**TASK DETAILS:** Copy out the items below exactly, starting at the line that contains "One point belongs on each instance of the black and" and ending with the last line of the items, both ends included.

**RECORDS SUPPLIED:**
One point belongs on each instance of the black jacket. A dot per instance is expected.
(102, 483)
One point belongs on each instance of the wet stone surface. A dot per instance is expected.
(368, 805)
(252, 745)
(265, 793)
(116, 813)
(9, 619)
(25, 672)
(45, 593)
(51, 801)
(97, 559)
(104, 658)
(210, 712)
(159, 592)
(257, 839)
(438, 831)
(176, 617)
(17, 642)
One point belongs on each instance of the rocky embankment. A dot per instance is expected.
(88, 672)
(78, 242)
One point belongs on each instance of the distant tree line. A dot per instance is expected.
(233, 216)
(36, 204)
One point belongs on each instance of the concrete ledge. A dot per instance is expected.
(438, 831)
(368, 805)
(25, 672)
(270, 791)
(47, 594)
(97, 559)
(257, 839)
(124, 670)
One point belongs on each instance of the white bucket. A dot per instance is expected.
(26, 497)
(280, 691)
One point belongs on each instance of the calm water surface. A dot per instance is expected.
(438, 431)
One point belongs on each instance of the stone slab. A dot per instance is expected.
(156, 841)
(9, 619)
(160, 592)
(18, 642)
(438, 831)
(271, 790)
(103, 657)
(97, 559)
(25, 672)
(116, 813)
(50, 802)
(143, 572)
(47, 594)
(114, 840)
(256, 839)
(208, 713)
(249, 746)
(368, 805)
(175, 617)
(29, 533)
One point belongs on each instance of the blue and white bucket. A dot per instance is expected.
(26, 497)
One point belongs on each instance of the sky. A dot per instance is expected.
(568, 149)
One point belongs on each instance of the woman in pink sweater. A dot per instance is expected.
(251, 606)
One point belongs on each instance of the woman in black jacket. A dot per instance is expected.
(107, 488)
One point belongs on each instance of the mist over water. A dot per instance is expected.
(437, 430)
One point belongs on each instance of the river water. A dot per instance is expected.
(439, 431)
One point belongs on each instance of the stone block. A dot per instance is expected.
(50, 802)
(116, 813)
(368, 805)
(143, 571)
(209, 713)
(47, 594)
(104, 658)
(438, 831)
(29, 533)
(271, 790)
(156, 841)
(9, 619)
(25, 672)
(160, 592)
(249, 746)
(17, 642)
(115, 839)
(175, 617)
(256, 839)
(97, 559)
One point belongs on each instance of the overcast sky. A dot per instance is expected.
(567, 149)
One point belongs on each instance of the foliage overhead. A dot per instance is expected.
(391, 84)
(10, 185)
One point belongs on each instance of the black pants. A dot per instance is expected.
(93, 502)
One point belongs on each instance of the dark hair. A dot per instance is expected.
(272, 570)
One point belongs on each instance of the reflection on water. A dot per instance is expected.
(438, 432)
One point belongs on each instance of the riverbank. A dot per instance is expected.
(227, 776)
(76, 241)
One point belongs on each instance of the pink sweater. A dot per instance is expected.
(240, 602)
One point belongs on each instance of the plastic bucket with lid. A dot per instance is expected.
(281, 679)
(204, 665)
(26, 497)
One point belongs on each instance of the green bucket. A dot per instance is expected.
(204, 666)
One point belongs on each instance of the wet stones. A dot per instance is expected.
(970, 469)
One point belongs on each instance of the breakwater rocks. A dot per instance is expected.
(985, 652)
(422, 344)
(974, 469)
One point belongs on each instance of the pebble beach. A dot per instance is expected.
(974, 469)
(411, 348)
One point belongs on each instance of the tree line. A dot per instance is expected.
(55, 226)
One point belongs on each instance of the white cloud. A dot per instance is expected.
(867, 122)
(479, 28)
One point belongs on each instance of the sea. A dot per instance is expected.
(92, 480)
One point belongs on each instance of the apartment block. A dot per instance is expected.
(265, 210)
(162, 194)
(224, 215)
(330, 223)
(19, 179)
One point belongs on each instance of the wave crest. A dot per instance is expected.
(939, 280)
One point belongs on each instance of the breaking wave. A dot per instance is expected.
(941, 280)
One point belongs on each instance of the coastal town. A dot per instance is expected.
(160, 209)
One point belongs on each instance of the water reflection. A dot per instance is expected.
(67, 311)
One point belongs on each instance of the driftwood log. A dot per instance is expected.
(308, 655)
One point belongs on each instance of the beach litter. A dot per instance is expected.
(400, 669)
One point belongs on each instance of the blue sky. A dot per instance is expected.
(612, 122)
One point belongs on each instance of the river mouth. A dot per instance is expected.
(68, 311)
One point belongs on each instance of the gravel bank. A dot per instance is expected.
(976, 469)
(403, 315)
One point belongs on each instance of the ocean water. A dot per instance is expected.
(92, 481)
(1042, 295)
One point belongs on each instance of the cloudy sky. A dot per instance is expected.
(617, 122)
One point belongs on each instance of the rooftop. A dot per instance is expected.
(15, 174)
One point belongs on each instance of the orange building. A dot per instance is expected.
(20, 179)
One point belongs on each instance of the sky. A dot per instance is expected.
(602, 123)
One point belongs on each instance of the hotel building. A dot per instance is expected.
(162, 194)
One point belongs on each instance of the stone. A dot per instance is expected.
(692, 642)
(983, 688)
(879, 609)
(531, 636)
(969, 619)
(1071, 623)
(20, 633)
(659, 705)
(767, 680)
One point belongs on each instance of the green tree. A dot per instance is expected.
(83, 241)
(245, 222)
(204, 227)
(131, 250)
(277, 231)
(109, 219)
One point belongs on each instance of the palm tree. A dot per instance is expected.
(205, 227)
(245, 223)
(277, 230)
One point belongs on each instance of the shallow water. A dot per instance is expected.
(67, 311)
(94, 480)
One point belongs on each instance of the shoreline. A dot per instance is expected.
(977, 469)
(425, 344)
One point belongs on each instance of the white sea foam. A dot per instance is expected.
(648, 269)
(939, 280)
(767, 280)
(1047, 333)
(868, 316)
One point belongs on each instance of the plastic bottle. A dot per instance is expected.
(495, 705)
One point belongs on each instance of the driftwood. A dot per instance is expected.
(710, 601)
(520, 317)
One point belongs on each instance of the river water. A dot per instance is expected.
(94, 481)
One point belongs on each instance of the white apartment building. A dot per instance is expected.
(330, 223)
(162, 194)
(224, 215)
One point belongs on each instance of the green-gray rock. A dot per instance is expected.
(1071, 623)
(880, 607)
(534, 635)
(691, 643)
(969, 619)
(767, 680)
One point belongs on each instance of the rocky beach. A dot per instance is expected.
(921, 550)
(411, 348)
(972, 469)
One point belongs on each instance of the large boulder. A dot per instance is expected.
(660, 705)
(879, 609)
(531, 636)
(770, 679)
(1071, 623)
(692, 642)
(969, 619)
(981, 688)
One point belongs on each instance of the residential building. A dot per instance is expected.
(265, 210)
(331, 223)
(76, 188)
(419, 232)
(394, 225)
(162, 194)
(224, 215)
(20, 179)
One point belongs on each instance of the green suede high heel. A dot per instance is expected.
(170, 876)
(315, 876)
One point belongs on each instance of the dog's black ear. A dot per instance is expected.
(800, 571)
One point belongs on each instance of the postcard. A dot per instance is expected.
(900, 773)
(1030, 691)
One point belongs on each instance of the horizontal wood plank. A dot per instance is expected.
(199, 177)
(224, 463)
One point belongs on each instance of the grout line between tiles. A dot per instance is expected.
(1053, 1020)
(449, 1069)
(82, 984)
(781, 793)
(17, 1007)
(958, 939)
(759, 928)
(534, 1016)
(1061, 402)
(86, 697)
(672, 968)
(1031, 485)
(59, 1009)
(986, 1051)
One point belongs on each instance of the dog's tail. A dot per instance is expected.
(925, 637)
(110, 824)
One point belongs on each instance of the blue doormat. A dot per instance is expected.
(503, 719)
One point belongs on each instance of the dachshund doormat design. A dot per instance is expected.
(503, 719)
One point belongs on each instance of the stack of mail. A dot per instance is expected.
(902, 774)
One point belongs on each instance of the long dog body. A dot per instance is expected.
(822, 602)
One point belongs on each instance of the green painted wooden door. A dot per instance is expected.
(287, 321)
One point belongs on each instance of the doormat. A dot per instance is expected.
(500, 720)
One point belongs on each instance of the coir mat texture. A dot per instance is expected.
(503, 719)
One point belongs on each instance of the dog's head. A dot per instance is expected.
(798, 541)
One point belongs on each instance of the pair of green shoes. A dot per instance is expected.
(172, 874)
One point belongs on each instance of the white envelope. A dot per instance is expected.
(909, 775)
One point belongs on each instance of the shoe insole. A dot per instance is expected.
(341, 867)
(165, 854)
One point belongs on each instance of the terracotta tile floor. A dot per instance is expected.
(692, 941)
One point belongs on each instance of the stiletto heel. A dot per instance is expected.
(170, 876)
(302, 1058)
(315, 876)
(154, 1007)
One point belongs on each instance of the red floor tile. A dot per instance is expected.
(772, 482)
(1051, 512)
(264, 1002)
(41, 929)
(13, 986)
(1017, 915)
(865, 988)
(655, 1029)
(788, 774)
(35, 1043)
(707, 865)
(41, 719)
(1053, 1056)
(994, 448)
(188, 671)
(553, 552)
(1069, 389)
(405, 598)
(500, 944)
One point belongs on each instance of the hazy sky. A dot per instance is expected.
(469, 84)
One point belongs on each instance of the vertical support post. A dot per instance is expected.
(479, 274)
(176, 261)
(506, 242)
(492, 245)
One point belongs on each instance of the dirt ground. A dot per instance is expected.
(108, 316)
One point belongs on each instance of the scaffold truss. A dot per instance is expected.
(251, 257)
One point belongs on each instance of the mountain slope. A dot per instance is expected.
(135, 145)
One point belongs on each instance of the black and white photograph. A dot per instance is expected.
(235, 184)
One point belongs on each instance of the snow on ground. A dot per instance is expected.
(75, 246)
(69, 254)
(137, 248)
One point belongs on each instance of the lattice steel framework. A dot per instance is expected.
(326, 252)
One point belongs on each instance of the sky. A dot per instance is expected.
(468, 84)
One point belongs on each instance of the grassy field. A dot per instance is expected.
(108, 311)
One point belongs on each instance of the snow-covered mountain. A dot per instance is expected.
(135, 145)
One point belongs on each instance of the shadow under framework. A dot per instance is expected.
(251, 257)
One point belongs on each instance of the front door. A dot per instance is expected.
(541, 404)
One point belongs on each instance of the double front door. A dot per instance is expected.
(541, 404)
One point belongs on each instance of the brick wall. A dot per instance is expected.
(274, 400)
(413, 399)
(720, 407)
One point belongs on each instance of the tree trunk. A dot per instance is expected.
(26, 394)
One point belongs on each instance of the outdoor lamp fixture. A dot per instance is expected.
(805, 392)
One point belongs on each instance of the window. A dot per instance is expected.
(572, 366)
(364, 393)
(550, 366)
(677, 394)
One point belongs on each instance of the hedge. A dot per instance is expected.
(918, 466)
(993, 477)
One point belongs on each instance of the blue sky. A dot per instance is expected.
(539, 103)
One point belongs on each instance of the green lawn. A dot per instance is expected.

**REPLY TO THE EXERCISE:**
One point belongs on each instance of the black and white photograph. A dot per instance is expected.
(235, 184)
One point belongs on each instance of the snow on ground. A dot per instance is expected.
(75, 246)
(69, 254)
(137, 248)
One point belongs on each instance of the lattice steel framework. A dot per instance is expected.
(326, 252)
One point belongs on each instance of the sky. A dot per instance is expected.
(468, 84)
One point belongs on each instance of the grassy field. A dot per instance is expected.
(108, 311)
One point belongs on each instance of the snow-covered mountain. A dot per instance is expected.
(135, 145)
One point belongs on each instance of the shadow under framework. A dot per instance is expected.
(251, 257)
One point belongs on each instance of the front door. A dot per instance is expected.
(541, 404)
One point belongs on each instance of the double front door. A dot per instance is expected.
(541, 404)
One point belongs on each instance of the brick wall. A dot per instance is expected.
(274, 400)
(413, 399)
(720, 407)
One point belongs on each instance of the tree trunk. A dot per instance is expected.
(26, 394)
One point belongs on each instance of the outdoor lamp fixture. A dot per instance is expected.
(805, 392)
One point belongs on each instance of the window. A dot per instance is expected.
(572, 366)
(364, 393)
(550, 366)
(677, 394)
One point belongs on each instance of the hedge. A dot per instance is expected.
(918, 466)
(993, 477)
One point belongs on each instance of the blue sky. A dot per instance is expected.
(539, 103)
One point belongs on each instance of the green lawn. A dot per instance is expected.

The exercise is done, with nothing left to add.